* **Textauszug**:
Die christliche Theologie ist ohne Zweifel eine kirchliche Wissenschaft. Aber was bedeutet das? Von Rainer Bucher.
Seit dem 16. Jahrhundert musste die katholische Kirche eine Serie dramatischer Reichweitenverluste verarbeiten. Die protestantischen Reformationen etablierten erfolgreich konkurrierende christliche Kirchen – der Beginn einer ganzen Kaskade von Demütigungserfahrungen für die katholische Kirche in Europa: Es folgte die Entmachtung durch den modernen liberalen Staat in den bürgerlichen Revolutionen, das Aufkommen konkurrierender politischer Religionen in Kommunismus, Nationalismus und im gewissen Sinne auch Kapitalismus, und schließlich die moderne Individualisierung des Religiösen bis hin zur völligen Interesselosigkeit an Religion.
Eine Kaskade demütigender Reichweitenverluste
Diesen Reichweitenverlusten entsprach katholisch in Theorie, und wo durchsetzbar auch in der Praxis, eine kompensatorische Selbstaufwertung. Im Kern reagierte die katholische Kirche bis zum II. Vatikanum nach dem sozialpsychologischen Mechanismus „Inklusion durch Exklusion“, kombiniert mit der Strategie „Kontrolle durch Überschaubarkeit“ sowie gezielter medialer Beeinflussung der Massenbasis – sieht man von einigen theologischen („Tübinger Schule“) oder politischen („Katholische Aufklärung“) Ausnahmephasen ab. Vor allem schloss man die diskursiven Reihen.
So ordnete man nach und nach das ursprünglich gleichberechtigte magisterium der Theologen dem apostolischen magisterium der Bischöfe vollständig unter.[1] Damit wollte man die Irritationsenergien eines zunehmend nicht mehr kontrollierbaren Außen abwehren. Das war sozialpsychologisch verständlich, nicht aber unbedingt von größerem Nutzen für die katholische Kirche und ihre Aufgabe. Das zeigte sich spätestens an der Wende zum 20. Jahrhundert, als im „Modernismusstreit“ das römische Lehramt ziemlich rigide anordnete, katholische Theologie dürfe nicht mit den Mitteln der zeitgenössischen Wissenschaften gemacht werden.

* **Entnommene Angaben**:
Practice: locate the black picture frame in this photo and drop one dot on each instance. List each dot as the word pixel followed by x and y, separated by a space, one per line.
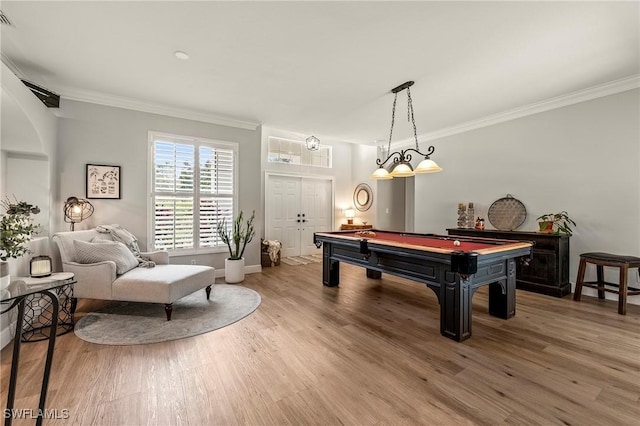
pixel 103 181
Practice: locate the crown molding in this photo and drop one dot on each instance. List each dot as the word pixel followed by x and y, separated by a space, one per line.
pixel 595 92
pixel 153 108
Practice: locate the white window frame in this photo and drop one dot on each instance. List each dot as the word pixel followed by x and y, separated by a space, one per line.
pixel 303 150
pixel 197 142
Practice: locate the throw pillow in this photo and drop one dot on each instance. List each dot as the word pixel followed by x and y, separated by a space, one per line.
pixel 97 252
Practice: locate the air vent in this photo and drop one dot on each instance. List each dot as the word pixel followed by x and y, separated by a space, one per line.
pixel 50 99
pixel 4 20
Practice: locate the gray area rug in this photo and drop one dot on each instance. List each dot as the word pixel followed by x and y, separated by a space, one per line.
pixel 133 323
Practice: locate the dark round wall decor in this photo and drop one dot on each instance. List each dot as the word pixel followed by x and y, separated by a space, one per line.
pixel 363 197
pixel 507 214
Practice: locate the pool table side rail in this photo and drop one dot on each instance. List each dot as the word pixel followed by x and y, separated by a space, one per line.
pixel 508 244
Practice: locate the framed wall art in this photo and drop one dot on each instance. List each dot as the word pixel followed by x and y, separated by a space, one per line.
pixel 103 181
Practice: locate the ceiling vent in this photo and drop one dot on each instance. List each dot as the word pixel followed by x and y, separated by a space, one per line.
pixel 50 99
pixel 4 20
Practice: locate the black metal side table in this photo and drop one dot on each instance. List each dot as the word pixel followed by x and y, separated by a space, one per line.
pixel 57 285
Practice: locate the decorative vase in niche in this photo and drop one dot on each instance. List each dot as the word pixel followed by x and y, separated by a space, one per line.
pixel 233 270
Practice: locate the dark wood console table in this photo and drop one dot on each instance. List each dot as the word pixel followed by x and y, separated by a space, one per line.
pixel 548 270
pixel 57 288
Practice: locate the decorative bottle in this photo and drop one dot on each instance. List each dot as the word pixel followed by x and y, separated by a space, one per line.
pixel 462 216
pixel 471 223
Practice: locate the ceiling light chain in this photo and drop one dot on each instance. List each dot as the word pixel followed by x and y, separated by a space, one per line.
pixel 402 160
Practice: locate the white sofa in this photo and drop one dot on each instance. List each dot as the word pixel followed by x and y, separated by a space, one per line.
pixel 163 283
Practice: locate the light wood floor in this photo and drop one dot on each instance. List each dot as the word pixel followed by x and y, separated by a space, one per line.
pixel 366 353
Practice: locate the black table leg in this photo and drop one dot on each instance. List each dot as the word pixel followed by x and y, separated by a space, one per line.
pixel 455 308
pixel 502 295
pixel 49 360
pixel 11 395
pixel 15 361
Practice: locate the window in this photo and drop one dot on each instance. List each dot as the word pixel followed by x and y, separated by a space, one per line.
pixel 193 187
pixel 295 152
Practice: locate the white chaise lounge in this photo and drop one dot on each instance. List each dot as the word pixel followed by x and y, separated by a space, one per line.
pixel 163 283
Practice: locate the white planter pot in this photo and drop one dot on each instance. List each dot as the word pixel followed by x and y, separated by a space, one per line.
pixel 234 270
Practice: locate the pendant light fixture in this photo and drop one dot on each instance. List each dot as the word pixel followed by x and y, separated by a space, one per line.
pixel 401 166
pixel 313 143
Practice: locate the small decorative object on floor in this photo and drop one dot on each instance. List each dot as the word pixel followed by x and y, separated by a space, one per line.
pixel 462 216
pixel 470 216
pixel 270 253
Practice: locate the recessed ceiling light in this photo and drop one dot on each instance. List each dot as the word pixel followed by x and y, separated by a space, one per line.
pixel 181 55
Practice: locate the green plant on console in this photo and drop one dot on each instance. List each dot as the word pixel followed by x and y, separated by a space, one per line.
pixel 238 236
pixel 560 223
pixel 16 228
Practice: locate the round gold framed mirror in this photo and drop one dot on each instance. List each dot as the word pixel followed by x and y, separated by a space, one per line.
pixel 363 197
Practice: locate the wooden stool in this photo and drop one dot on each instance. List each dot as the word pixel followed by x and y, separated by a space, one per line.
pixel 606 259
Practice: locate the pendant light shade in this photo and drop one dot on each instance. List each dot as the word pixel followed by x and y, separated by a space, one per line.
pixel 402 169
pixel 427 166
pixel 313 143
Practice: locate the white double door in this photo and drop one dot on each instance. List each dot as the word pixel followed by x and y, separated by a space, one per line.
pixel 296 208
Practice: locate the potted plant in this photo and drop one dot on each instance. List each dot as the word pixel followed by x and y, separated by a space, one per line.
pixel 556 223
pixel 236 238
pixel 16 230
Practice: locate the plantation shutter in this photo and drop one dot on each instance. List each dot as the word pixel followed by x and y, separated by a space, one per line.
pixel 216 192
pixel 188 202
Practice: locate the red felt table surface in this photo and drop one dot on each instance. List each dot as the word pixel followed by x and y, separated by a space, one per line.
pixel 427 242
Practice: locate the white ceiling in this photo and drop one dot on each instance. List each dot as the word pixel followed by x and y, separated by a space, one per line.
pixel 323 68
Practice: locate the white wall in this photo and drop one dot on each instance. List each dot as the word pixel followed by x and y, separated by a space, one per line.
pixel 341 170
pixel 363 155
pixel 27 148
pixel 582 158
pixel 90 133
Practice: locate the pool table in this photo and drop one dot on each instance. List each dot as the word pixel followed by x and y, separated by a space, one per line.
pixel 453 272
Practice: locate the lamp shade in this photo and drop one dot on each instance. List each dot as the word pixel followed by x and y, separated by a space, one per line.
pixel 76 210
pixel 40 266
pixel 427 166
pixel 313 143
pixel 402 169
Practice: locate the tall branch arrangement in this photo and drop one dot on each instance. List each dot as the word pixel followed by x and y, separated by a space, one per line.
pixel 239 236
pixel 16 228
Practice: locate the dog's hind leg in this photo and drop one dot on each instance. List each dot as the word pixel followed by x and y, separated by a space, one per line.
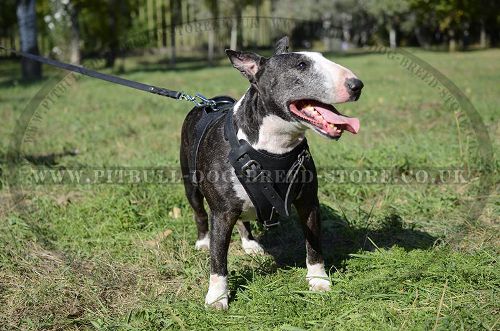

* **Ziel 1**: Schreiben Sie aus dem Textauszug den Abschnitt ab, der bei den Worten „Die christliche Theologie“ beginnt und nach den Worten „Interesselosigkeit an Religion.“ endet.
* **Ziel 2**: Nennen Sie alle Reichweitenverluste der katholischen Kirche in Europa, die der Textauszug als Folge seit dem 16. Jahrhundert aufzählt.

* **Schriftliche Antwort 1**:
Die christliche Theologie ist ohne Zweifel eine kirchliche Wissenschaft. Aber was bedeutet das? Von Rainer Bucher.
Seit dem 16. Jahrhundert musste die katholische Kirche eine Serie dramatischer Reichweitenverluste verarbeiten. Die protestantischen Reformationen etablierten erfolgreich konkurrierende christliche Kirchen – der Beginn einer ganzen Kaskade von Demütigungserfahrungen für die katholische Kirche in Europa: Es folgte die Entmachtung durch den modernen liberalen Staat in den bürgerlichen Revolutionen, das Aufkommen konkurrierender politischer Religionen in Kommunismus, Nationalismus und im gewissen Sinne auch Kapitalismus, und schließlich die moderne Individualisierung des Religiösen bis hin zur völligen Interesselosigkeit an Religion.

* **Schriftliche Antwort 2**:
- die protestantischen Reformationen, die erfolgreich konkurrierende christliche Kirchen etablierten
- die Entmachtung durch den modernen liberalen Staat in den bürgerlichen Revolutionen
- das Aufkommen konkurrierender politischer Religionen in Kommunismus, Nationalismus und im gewissen Sinne auch Kapitalismus
- die moderne Individualisierung des Religiösen bis hin zur völligen Interesselosigkeit an Religion